É importante, ainda, ressaltarmos que a prática é aqui entendida como ação

intencional, ou seja, é a ação pretendida institucionalmente com o processo educativo. A

cientificidade ilumina o trabalho docente e oferece, portanto, “instrumentos e esquemas

para análise e investigação, que permitem investigar as práticas e ao mesmo tempo pôr

as teorias em questionamento, uma vez que são explicações sempre provisórias da

realidade” (PIMENTA; ANASTASIOU, 2002, p. 179).

** Entradas de um conjunto de anotações por pontos **
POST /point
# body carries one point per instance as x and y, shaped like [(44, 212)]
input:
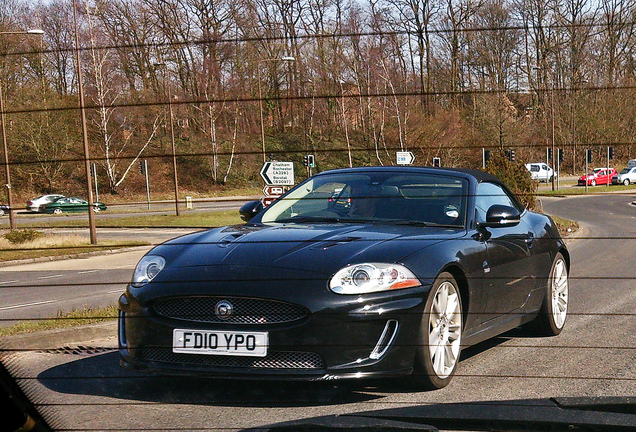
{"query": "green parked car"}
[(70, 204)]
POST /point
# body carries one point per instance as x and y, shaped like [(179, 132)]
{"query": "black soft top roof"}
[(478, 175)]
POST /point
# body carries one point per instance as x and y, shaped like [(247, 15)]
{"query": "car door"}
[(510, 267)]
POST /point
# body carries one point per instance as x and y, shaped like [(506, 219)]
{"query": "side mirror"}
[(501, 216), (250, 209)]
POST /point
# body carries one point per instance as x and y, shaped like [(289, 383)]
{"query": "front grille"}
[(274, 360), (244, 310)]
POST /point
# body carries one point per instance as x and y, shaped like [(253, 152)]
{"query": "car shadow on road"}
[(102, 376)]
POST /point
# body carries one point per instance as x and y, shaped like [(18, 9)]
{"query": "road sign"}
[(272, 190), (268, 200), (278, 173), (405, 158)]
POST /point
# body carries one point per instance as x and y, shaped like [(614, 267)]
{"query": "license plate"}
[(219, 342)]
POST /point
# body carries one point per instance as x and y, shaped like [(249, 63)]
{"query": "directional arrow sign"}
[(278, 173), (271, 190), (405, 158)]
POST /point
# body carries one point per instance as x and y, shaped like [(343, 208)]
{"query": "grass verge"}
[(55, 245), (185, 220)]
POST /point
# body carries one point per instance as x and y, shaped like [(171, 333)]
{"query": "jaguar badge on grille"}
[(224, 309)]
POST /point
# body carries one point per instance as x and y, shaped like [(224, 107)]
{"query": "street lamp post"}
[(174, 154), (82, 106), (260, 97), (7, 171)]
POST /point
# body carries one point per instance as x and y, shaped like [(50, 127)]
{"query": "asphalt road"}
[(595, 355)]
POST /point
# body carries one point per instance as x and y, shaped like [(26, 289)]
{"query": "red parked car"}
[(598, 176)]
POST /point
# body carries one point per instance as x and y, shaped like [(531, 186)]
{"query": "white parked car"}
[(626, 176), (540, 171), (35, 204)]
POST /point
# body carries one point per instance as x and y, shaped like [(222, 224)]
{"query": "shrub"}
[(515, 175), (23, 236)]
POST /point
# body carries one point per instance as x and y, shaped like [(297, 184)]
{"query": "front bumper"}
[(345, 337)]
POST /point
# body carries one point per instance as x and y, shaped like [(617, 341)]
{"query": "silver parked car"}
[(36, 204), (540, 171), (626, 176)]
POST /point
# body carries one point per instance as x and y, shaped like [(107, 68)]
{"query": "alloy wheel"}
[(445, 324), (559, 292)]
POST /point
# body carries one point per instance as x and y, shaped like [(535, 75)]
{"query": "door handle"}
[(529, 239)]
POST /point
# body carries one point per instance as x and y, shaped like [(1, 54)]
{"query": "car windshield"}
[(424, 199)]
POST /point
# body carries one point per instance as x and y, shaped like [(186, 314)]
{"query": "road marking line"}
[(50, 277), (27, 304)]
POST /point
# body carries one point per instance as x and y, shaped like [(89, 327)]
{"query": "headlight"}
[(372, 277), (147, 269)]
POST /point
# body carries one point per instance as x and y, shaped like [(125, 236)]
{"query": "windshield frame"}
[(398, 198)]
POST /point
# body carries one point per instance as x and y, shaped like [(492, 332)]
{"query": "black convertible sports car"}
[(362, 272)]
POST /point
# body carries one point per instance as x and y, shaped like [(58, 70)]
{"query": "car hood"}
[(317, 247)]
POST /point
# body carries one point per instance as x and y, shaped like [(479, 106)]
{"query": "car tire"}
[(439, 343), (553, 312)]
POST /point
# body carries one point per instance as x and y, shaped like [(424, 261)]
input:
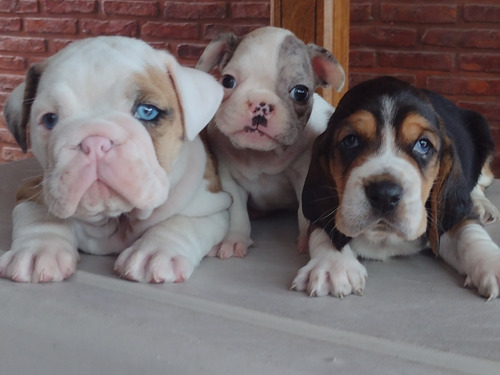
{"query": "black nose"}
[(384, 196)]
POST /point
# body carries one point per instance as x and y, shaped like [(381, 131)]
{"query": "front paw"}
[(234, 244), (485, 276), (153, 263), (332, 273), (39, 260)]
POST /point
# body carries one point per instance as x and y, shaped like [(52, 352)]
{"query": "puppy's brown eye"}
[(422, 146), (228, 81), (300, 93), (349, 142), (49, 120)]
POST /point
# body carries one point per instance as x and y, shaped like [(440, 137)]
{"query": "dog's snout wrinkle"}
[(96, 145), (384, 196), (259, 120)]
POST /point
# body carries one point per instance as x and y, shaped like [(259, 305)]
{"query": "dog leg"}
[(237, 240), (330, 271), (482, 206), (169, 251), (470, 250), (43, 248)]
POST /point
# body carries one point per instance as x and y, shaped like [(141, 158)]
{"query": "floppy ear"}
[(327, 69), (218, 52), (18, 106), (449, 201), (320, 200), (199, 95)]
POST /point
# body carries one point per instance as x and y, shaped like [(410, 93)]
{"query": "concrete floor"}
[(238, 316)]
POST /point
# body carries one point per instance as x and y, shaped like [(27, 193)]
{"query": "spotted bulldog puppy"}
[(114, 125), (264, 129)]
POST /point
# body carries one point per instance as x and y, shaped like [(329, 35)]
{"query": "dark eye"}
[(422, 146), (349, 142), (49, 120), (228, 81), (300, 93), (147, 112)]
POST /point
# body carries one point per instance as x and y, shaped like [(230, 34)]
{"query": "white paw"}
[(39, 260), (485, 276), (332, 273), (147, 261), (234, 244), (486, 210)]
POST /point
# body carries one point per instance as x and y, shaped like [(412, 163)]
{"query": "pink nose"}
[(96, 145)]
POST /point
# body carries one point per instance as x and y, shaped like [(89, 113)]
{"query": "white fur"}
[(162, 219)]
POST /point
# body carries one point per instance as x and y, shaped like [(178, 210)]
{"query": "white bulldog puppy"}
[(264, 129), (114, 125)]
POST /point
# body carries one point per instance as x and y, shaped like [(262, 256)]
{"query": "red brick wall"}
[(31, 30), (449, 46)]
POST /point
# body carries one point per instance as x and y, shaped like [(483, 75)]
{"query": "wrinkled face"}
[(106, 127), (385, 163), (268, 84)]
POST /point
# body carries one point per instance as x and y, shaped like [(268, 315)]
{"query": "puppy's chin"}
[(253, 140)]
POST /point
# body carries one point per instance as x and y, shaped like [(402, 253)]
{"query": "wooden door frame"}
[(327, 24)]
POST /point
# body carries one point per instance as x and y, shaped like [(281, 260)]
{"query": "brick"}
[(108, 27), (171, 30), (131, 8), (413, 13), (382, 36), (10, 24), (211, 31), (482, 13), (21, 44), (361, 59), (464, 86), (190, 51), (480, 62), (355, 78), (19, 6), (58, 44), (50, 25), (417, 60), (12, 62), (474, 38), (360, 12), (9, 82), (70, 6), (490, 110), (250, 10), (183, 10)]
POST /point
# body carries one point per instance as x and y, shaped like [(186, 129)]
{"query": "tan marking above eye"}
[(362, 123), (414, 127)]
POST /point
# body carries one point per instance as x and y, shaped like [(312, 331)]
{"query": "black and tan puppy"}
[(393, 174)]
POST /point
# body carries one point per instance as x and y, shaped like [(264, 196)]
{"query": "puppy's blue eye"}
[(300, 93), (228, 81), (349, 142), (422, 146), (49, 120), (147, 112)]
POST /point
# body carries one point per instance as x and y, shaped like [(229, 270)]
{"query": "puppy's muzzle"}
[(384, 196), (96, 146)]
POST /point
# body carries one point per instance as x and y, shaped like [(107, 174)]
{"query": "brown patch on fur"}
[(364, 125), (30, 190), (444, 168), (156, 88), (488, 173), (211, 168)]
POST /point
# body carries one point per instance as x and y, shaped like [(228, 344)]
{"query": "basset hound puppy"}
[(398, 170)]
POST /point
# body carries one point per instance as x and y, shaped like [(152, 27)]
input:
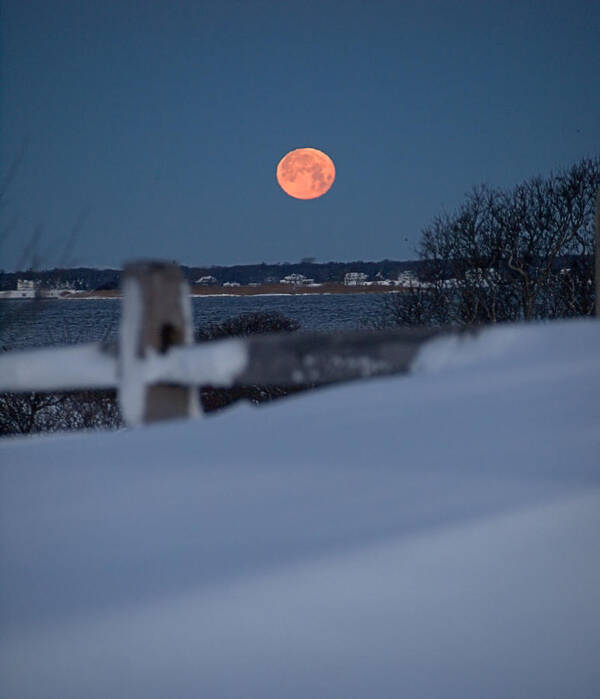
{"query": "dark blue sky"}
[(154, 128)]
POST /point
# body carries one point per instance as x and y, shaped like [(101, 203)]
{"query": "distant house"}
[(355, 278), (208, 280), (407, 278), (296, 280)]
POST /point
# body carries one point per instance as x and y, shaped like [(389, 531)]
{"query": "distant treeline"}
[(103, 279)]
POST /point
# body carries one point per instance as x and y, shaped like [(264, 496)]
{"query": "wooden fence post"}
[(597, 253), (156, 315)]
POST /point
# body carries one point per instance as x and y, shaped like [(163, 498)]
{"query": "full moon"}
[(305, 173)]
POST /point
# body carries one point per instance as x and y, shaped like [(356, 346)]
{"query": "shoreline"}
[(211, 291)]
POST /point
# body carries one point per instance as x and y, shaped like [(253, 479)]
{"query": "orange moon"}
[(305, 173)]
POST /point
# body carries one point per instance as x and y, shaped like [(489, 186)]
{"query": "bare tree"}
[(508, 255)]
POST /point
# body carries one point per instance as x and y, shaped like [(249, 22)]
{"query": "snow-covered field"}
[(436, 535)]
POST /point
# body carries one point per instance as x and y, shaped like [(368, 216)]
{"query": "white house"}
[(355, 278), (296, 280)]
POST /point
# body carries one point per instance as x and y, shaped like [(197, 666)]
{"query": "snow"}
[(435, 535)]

* * *

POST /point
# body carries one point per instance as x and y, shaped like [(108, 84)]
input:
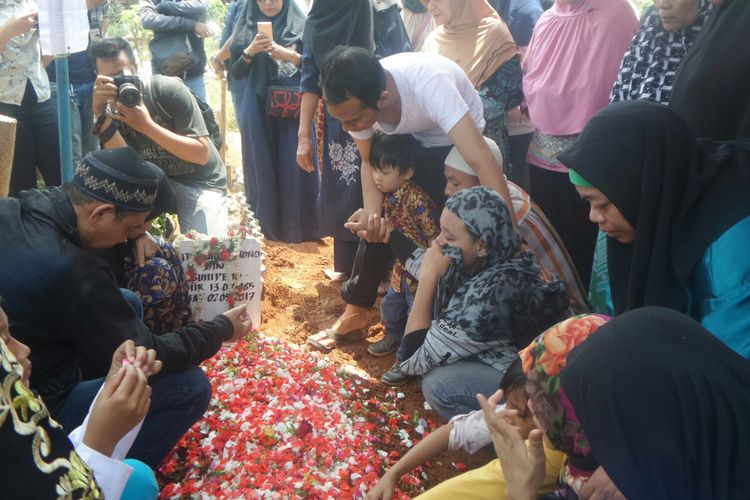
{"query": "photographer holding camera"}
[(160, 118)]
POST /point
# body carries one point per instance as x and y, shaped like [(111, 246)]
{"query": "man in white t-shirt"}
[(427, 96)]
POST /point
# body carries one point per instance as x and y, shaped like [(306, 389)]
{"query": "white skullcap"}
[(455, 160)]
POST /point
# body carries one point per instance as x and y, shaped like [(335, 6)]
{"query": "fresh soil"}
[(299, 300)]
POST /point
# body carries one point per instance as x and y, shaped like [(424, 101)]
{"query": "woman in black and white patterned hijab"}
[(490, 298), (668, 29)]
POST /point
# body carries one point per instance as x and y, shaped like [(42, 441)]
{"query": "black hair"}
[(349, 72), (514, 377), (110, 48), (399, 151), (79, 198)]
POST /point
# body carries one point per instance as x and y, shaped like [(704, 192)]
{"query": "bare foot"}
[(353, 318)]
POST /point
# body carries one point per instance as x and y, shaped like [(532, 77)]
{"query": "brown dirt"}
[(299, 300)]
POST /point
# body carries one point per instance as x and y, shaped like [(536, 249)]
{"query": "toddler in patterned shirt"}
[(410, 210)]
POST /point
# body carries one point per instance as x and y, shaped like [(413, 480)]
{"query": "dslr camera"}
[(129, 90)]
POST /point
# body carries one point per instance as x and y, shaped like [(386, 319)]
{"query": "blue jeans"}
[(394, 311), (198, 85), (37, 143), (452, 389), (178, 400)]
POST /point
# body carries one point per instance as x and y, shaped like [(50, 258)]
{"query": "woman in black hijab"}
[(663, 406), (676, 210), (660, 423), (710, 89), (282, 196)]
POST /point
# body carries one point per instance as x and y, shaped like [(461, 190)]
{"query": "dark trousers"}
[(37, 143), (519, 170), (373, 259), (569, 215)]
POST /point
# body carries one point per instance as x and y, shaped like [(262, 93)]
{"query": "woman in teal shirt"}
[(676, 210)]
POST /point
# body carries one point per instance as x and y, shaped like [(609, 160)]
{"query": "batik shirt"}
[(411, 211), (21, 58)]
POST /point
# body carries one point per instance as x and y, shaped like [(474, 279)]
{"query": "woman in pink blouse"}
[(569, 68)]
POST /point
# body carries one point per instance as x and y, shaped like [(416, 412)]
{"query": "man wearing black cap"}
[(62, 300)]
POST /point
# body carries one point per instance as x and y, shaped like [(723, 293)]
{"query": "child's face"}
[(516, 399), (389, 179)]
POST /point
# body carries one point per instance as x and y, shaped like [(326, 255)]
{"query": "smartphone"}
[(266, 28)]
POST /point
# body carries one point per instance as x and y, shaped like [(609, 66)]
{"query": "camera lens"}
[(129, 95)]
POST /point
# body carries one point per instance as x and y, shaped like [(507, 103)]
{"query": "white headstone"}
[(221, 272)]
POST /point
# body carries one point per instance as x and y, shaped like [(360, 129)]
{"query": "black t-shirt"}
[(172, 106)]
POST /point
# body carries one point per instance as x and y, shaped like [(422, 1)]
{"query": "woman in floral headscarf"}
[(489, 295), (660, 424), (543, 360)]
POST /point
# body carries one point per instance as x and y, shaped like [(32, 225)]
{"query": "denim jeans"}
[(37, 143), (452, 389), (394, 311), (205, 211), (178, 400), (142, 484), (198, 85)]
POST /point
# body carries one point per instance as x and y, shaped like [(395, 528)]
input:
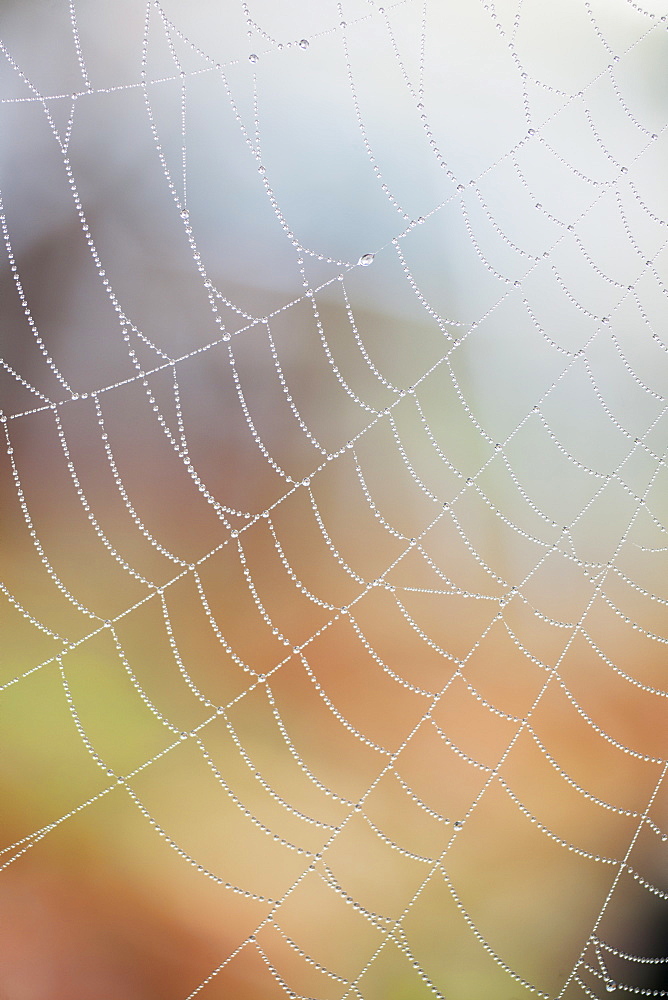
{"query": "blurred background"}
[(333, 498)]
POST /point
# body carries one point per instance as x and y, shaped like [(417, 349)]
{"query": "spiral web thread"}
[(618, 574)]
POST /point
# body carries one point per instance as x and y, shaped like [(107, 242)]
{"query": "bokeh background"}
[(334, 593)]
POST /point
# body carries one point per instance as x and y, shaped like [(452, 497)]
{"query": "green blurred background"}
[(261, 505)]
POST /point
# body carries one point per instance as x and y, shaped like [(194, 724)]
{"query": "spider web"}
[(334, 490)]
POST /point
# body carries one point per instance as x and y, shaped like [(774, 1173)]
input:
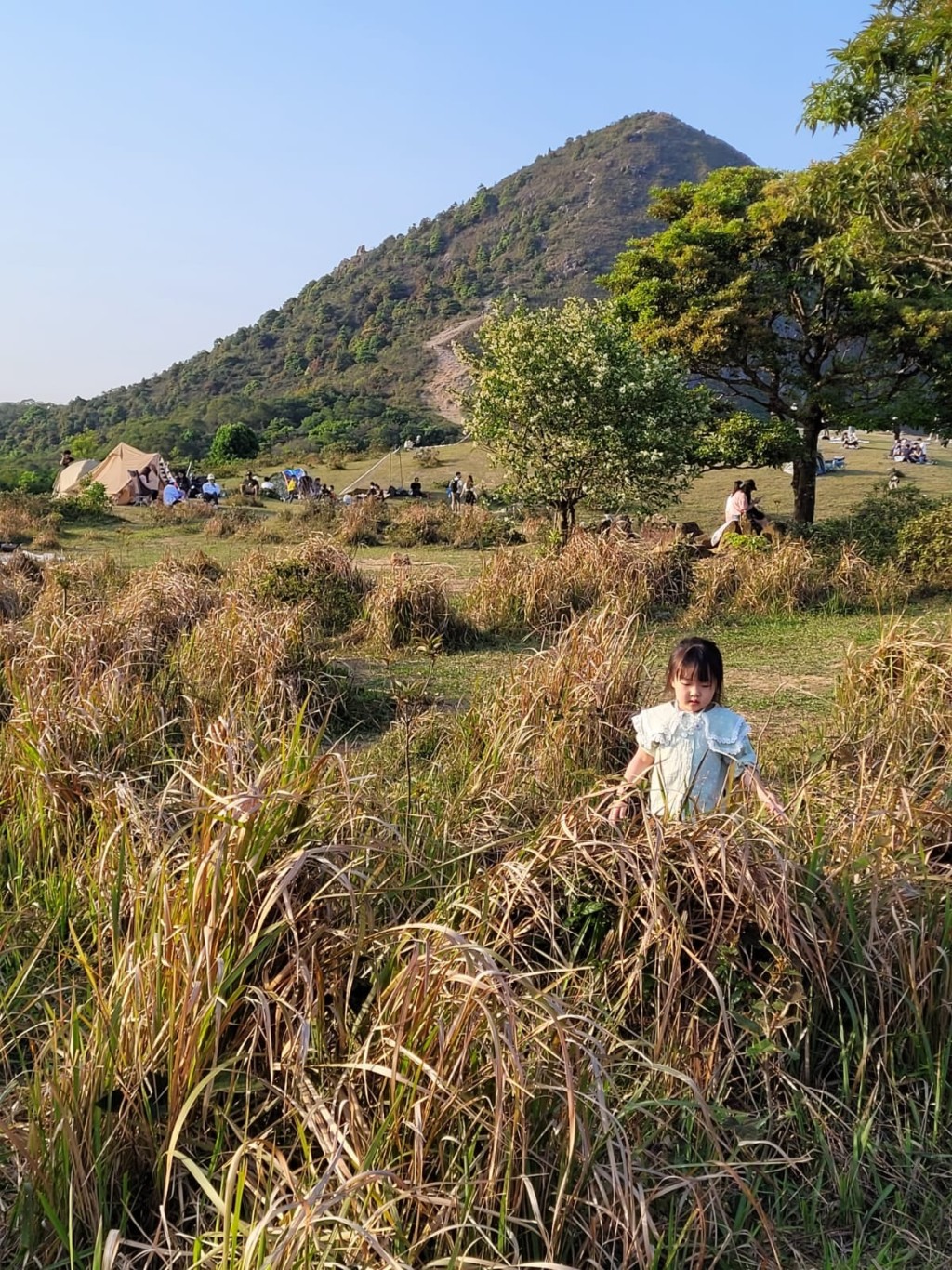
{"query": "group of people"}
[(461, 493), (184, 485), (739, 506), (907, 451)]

** O problema **
Copie do trecho sobre a prática docente tudo o que vai desde "para análise e" até "2002, p. 179).".

** Resposta do exercício **
para análise e investigação, que permitem investigar as práticas e ao mesmo tempo pôr

as teorias em questionamento, uma vez que são explicações sempre provisórias da

realidade” (PIMENTA; ANASTASIOU, 2002, p. 179).